_DIRECTIONS:_
1 – Transcribe the stretch of the review about the Labrador journeys from "In 1903, New" through "hunger and exposure.".
2 – Restate word for word the stretch of rows from the line containing "Challenge: find the yellow background" through the end of the rows.

Inspired by an article about Mina's expedition published in National Geographic in 1993, Pratt spent seven years securing funding for the trip through an area Jacques Cartier described in 1534 as "the land God gave Cain." Even so, Pratt could only afford to outfit one canoe and hire one guide. A twist of fate brought Pratt into contact with politically active Innu traditionalist and expert outdoorsman Jean Pierre Ashini, who agreed to join the Cornish journalist's journey as a means of personal healing in the aftermath of his 15-year-old son's suicide.

Fully aware of the feminist implications of Mina's adventure, Pratt quickly realized that Hubbard was also revolutionary in her treatment of her Native guides as qualified equals and in her acknowledgement that the paths she traveled were already frequented by the Innu. In the weeks they spent together battling bugs, ducking bears, running rapids, and traversing portages, Ashini had plenty of time to educate Pratt about the complex issues surrounding Aboriginal land claims, which have been common--if controversial--currency in Canada for decades. "The very words 'doomed to wander' tell of a cultural hostility to nomadic lifestyles," Pratt observes. "Yet to the Innu and to Indigenous peoples all over the world, the place in which they wander is home. It is not a wilderness at all…. These 'wild lands' do not lie beyond their knowledge, or use. Every hill, every river was named long before Mina, Leonidas or any other European explorers came and named them for themselves." Oddly, Pratt never explores the ultimate irony underlying her journey--that the adventure tradition of exploring someone else's uncharted territories has always been, at its heart, a means of staking a claim on the land. --Deirdre Hanna

Review

In 1903, New York journalist Leonidas Hubbard, his lawyer companion, Dillon Wallace, and a Native guide, George Elson, set out from Northwest River near modern-day Goose Bay to explore the unmapped Labrador interior. Their goal was the shores of Ungava Bay, nearly 600 miles to the north––a formidable journey through difficult terrain in one of the least-known areas in North America. But the adventure soon turned to disaster when they chose the wrong river. After weeks of wandering in the bush with dwindling supplies, the two Americans could go no further and Elson went for help, making a gruelling trek back to home base through deep snow. He returned with a search party to find Wallace still alive and Hubbard dead from hunger and exposure.
Two years later, Hubbard's young widow Mina left Northwest River in the company of four guides, determined to finish her husband's journey. Incredibly, they completed the entire route in two months. Wallace, too, decided to make a second attempt at the route, leaving on the same day––but arrived at Ungava Bay sixty days later. Ill will between the two groups prevented them from contacting each other. Both Wallace and Mina Hubbard subsequently published accounts of their experiences.

_DATASET:_

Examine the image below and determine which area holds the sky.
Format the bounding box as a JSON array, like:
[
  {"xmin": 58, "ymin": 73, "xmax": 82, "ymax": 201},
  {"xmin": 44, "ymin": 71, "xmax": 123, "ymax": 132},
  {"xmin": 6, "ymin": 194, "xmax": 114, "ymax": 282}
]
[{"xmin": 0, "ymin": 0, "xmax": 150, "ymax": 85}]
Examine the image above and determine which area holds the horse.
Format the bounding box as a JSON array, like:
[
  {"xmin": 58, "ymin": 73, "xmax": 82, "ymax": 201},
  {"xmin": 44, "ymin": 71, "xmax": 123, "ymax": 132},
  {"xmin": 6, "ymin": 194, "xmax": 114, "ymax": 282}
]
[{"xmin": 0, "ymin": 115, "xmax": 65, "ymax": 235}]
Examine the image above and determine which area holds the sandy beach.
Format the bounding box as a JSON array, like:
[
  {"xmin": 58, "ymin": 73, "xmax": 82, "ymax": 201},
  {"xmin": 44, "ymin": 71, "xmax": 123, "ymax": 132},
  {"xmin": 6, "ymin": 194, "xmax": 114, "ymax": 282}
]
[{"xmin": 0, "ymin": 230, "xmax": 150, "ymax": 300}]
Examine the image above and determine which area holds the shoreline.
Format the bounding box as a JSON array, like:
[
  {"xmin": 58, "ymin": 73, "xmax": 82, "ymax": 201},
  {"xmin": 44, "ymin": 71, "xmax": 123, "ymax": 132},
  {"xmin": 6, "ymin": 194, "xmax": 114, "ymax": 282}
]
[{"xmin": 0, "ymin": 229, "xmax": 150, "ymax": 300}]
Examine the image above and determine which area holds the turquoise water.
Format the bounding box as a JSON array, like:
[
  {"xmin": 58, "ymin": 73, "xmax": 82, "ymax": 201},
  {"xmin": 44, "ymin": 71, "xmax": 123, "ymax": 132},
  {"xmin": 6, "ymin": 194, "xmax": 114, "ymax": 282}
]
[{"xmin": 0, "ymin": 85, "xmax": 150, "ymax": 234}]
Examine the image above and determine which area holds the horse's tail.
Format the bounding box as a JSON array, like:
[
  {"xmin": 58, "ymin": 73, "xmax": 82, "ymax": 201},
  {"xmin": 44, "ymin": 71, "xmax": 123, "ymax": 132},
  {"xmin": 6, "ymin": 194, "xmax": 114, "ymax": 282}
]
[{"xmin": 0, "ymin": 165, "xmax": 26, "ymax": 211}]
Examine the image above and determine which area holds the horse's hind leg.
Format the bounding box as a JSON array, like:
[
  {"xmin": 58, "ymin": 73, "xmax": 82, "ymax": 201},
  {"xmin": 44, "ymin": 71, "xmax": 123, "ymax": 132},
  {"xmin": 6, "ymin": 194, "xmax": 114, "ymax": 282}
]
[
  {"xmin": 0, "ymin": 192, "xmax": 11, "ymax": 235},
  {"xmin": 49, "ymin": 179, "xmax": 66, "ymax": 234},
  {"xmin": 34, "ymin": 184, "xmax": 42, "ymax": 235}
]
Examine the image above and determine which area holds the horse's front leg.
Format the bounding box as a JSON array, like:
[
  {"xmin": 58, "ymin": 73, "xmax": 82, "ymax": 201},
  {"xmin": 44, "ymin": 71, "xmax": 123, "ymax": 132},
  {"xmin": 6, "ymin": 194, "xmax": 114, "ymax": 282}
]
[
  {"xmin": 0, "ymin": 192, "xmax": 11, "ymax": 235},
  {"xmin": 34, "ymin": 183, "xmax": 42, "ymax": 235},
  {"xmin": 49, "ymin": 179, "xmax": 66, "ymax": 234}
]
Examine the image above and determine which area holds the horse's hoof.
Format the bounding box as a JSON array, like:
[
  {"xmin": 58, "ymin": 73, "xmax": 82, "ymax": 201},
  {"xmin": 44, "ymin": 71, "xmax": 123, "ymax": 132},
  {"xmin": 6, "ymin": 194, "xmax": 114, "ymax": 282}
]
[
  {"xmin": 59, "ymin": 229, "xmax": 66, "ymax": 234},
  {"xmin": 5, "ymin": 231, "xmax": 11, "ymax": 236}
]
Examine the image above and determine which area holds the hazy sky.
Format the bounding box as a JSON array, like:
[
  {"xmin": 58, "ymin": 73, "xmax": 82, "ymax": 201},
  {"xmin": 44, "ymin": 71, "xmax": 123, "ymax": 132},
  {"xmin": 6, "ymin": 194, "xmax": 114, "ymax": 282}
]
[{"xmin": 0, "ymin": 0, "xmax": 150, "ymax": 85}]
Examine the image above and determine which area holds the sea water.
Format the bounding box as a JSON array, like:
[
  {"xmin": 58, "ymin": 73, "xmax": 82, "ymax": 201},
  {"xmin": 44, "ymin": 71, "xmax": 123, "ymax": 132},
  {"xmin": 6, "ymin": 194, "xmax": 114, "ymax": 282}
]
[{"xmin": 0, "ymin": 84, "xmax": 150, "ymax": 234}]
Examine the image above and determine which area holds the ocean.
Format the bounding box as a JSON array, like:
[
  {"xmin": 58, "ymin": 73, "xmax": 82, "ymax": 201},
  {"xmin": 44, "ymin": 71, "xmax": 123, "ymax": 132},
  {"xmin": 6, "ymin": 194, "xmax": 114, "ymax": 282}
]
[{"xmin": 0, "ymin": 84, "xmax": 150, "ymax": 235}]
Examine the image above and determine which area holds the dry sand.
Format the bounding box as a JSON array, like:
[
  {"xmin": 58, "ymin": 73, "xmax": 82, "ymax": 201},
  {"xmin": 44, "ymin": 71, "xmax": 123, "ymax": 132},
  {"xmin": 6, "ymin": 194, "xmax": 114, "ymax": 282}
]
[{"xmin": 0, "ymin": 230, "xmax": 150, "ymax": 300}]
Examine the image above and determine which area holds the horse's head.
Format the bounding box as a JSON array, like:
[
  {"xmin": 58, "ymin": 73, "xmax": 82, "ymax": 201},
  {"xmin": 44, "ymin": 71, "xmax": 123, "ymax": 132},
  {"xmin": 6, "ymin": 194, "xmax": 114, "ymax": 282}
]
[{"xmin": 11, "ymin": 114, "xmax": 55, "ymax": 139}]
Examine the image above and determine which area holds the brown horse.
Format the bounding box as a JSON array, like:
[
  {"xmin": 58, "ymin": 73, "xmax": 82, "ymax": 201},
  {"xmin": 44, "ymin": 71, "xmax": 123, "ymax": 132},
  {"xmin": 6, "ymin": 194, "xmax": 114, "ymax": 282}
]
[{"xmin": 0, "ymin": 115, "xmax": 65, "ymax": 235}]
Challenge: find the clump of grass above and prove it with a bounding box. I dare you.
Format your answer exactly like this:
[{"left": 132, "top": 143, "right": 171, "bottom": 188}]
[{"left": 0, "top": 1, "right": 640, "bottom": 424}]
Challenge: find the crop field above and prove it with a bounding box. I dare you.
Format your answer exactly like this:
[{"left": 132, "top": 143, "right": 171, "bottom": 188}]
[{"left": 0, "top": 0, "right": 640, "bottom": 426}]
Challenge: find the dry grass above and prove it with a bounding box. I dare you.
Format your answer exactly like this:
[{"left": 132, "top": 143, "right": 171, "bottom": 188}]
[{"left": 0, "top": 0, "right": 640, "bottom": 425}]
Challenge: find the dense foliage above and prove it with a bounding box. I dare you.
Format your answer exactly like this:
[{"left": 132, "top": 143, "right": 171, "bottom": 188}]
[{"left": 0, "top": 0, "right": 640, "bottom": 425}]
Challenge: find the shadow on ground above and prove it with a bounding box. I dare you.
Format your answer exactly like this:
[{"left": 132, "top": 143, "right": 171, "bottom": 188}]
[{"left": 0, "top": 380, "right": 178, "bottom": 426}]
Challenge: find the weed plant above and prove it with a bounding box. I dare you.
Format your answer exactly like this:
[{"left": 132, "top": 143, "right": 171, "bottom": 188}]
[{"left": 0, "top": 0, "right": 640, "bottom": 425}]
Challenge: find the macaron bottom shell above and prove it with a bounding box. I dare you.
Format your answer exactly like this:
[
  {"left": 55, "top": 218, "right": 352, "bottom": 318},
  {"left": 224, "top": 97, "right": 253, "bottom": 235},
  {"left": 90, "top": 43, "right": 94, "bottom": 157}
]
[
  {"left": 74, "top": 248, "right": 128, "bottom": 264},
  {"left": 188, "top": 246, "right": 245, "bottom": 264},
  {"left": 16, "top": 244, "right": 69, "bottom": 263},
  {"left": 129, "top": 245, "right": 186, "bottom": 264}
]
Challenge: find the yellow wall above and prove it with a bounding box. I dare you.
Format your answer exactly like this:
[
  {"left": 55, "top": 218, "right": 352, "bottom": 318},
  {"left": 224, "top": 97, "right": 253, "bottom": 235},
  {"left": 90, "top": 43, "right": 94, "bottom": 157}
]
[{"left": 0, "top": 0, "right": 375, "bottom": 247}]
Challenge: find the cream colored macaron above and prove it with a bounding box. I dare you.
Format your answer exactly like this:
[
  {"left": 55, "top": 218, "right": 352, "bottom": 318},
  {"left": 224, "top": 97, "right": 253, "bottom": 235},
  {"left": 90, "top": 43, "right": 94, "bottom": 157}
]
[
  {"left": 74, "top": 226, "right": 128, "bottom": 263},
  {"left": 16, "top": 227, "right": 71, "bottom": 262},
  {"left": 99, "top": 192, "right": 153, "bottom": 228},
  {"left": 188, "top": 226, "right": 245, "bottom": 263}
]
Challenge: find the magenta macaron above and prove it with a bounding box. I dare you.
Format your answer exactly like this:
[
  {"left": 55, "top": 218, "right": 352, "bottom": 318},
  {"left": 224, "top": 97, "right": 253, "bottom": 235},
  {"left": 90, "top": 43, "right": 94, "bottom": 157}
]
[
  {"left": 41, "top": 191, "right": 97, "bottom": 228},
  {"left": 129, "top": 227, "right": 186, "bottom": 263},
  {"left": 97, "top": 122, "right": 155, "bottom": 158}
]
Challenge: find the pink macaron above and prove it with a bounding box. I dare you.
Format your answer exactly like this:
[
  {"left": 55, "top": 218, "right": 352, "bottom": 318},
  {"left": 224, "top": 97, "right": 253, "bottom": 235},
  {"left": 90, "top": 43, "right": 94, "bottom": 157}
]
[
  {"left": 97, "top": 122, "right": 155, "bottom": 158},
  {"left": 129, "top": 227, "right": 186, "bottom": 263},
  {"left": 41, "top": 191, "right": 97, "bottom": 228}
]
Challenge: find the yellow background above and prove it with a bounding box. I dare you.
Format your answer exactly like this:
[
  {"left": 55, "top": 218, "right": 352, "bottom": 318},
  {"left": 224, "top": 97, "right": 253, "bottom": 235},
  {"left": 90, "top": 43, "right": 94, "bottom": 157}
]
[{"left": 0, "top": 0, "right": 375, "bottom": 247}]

_SOLUTIONS BY TASK:_
1 –
In 1903, New York journalist Leonidas Hubbard, his lawyer companion, Dillon Wallace, and a Native guide, George Elson, set out from Northwest River near modern-day Goose Bay to explore the unmapped Labrador interior. Their goal was the shores of Ungava Bay, nearly 600 miles to the north––a formidable journey through difficult terrain in one of the least-known areas in North America. But the adventure soon turned to disaster when they chose the wrong river. After weeks of wandering in the bush with dwindling supplies, the two Americans could go no further and Elson went for help, making a gruelling trek back to home base through deep snow. He returned with a search party to find Wallace still alive and Hubbard dead from hunger and exposure.

2 –
Challenge: find the yellow background above and prove it with a bounding box. I dare you.
Format your answer exactly like this:
[
  {"left": 55, "top": 218, "right": 352, "bottom": 318},
  {"left": 224, "top": 97, "right": 253, "bottom": 235},
  {"left": 90, "top": 43, "right": 94, "bottom": 157}
]
[{"left": 0, "top": 0, "right": 375, "bottom": 247}]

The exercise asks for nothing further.